▸ Information provided
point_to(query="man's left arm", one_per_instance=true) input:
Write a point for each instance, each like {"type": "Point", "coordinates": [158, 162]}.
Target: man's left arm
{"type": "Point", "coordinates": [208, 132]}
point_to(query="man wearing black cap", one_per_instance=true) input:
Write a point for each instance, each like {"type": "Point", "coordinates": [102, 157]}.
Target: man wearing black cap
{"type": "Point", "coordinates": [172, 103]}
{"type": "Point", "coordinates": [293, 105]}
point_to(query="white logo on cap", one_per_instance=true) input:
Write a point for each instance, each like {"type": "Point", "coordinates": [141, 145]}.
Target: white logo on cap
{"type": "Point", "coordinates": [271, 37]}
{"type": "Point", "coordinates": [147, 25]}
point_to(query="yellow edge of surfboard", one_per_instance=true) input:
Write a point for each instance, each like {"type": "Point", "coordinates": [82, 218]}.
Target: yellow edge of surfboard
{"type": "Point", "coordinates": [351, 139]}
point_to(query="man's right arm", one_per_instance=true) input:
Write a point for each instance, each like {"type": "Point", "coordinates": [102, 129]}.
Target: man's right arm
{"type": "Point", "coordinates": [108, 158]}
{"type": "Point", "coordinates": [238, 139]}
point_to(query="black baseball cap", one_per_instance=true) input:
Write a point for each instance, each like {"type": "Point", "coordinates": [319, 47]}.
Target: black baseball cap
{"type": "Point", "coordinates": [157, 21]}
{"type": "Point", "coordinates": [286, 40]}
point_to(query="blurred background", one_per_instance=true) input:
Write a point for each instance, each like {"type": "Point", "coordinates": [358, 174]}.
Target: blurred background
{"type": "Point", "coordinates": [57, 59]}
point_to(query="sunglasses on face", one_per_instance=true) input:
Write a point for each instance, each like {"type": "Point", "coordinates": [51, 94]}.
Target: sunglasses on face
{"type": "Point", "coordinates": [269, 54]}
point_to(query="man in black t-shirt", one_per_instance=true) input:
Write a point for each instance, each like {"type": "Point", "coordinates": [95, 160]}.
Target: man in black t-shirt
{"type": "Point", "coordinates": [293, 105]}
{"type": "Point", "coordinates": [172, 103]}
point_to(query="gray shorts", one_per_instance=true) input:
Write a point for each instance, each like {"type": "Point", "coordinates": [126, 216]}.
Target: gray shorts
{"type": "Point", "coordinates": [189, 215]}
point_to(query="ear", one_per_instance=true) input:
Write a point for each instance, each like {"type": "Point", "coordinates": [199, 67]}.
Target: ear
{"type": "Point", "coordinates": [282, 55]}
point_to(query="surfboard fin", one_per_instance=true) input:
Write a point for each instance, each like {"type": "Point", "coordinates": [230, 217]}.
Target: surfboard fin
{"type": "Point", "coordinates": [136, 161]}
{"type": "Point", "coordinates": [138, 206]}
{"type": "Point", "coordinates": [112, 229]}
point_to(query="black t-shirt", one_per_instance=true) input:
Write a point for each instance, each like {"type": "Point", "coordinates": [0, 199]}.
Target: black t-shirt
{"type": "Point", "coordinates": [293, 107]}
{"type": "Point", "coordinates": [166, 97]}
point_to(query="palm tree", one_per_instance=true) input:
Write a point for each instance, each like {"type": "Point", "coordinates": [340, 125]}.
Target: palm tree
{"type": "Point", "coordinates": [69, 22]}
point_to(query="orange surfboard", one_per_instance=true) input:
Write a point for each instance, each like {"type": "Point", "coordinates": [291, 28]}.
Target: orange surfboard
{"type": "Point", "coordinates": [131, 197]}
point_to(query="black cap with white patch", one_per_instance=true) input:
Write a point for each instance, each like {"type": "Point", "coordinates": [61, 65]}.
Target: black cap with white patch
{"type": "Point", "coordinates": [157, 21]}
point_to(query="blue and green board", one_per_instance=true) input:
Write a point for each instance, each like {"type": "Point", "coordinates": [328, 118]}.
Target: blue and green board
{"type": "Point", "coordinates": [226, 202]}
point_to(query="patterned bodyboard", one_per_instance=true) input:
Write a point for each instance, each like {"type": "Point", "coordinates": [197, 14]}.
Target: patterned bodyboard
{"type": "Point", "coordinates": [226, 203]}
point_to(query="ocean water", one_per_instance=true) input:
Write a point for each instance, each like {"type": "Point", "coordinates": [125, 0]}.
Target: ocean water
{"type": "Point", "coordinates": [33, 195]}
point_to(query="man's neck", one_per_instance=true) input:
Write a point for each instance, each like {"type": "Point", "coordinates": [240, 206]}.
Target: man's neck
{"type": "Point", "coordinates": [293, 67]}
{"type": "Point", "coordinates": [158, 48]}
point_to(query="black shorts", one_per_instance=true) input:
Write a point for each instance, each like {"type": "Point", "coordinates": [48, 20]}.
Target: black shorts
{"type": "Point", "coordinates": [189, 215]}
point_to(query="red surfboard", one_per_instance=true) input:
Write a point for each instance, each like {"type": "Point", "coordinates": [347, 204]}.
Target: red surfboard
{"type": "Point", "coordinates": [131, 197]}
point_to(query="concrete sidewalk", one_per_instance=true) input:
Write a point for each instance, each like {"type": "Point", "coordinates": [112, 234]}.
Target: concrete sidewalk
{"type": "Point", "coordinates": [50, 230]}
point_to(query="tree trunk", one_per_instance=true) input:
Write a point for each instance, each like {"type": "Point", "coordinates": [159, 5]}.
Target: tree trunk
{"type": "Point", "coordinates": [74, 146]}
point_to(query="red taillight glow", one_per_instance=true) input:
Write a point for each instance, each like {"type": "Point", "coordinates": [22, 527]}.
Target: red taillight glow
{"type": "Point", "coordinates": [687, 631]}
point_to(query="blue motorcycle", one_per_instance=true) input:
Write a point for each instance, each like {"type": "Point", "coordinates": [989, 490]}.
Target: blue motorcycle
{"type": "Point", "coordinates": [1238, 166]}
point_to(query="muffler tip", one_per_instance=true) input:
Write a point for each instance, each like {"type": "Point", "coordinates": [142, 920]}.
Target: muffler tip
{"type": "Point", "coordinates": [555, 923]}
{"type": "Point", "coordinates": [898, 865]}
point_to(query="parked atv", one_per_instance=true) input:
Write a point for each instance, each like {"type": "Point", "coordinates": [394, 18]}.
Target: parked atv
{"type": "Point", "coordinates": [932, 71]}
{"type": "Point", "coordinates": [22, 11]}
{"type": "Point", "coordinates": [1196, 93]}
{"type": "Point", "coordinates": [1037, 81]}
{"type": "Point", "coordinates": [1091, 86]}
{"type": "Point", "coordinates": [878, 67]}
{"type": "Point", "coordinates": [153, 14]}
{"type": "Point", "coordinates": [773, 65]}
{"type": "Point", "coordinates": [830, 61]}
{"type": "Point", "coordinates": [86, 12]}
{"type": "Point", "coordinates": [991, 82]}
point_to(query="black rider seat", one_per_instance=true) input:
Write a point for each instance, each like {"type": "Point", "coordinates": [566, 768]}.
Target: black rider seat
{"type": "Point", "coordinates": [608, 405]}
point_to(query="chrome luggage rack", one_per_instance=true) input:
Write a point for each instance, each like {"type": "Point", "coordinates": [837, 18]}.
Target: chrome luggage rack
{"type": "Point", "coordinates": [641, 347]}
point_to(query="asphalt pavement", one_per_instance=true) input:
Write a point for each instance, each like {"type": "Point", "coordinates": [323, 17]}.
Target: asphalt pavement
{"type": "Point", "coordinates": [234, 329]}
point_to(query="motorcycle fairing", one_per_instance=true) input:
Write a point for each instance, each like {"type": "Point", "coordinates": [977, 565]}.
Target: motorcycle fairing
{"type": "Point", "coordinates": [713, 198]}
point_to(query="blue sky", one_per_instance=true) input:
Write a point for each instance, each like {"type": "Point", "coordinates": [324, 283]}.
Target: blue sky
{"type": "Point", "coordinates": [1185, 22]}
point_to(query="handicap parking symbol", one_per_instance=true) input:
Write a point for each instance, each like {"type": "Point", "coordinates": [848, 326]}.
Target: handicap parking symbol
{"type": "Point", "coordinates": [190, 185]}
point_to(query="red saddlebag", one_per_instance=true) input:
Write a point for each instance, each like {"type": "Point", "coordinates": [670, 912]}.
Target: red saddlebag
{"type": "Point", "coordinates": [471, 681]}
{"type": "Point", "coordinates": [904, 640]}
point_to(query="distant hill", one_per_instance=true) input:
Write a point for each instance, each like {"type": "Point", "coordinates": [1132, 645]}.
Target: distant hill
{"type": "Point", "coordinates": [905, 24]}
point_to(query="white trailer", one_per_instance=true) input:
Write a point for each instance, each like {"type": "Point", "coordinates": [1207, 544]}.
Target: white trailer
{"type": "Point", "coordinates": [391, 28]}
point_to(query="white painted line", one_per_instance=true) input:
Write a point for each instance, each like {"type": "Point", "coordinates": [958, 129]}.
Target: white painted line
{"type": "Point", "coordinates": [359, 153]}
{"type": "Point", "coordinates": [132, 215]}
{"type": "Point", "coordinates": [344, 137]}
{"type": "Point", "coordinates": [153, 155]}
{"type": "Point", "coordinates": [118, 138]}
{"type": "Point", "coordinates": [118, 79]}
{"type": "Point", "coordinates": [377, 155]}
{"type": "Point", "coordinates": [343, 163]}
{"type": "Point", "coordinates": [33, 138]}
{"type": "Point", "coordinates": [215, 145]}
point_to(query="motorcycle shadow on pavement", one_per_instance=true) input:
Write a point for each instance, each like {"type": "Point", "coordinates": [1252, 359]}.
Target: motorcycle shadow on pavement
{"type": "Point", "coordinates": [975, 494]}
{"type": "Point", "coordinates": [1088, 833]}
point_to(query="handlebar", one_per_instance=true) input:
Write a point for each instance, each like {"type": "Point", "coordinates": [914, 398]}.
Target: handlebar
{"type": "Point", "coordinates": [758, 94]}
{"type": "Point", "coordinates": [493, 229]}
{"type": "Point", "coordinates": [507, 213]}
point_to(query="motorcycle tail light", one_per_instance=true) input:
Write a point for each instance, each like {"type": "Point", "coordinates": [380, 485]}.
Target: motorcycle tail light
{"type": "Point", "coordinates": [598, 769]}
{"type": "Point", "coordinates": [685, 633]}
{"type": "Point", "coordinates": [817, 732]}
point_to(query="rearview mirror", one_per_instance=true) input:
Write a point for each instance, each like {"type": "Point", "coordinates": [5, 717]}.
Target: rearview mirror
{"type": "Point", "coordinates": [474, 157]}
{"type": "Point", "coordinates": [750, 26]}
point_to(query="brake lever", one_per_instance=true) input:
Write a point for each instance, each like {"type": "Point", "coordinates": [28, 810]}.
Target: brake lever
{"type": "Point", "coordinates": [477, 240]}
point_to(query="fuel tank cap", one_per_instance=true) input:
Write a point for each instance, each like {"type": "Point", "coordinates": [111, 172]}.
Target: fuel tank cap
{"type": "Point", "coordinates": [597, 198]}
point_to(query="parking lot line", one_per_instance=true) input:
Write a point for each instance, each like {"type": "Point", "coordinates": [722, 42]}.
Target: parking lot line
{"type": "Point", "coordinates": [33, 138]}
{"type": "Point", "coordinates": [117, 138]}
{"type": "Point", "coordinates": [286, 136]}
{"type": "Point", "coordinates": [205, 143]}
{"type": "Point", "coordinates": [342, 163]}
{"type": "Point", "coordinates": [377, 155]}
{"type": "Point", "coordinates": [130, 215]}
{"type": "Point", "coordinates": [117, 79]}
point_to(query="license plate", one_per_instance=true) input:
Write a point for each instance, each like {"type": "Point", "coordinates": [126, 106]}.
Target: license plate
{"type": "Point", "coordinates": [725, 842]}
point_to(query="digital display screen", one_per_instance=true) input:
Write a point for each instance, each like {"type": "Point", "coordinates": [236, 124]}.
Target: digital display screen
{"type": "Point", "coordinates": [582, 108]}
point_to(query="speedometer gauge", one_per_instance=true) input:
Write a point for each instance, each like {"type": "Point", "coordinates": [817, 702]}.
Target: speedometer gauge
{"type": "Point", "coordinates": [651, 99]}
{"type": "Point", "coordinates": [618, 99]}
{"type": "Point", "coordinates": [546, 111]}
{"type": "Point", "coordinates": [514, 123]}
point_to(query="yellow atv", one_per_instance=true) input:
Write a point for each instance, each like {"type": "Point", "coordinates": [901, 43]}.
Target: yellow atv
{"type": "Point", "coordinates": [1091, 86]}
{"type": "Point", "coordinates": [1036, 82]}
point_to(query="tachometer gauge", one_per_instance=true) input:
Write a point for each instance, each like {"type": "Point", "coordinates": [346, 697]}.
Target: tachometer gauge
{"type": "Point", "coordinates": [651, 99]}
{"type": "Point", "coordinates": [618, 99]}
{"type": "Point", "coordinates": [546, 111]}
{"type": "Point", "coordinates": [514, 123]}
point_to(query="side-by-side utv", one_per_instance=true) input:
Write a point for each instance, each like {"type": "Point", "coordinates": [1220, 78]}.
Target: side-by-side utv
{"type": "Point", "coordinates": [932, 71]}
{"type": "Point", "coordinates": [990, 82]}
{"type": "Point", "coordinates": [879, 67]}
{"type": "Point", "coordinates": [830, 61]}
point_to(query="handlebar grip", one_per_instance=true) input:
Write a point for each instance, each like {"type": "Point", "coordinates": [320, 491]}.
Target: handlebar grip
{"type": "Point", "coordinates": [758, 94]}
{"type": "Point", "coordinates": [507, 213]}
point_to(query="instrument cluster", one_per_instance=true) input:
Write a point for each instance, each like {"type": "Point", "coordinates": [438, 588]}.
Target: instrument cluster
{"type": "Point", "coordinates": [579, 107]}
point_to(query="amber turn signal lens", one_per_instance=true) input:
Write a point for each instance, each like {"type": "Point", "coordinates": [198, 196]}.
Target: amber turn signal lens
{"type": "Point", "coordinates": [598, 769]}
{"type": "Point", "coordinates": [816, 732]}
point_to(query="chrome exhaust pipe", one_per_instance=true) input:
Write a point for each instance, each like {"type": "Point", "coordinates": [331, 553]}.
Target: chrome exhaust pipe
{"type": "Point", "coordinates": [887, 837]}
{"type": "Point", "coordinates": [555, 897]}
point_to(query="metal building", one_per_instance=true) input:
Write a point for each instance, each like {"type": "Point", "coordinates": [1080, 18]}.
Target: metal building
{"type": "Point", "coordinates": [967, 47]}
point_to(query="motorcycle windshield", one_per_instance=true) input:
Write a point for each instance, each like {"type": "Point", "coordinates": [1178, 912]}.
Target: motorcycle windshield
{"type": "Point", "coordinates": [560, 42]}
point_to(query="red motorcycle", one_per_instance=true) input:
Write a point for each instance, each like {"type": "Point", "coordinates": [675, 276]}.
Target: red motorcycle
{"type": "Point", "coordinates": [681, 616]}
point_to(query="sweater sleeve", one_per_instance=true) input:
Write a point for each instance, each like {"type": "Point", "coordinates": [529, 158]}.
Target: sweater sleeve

▸ Goal
How many lines in the listing contain the word "painted"? Reply with the number alone.

▸ Output below
2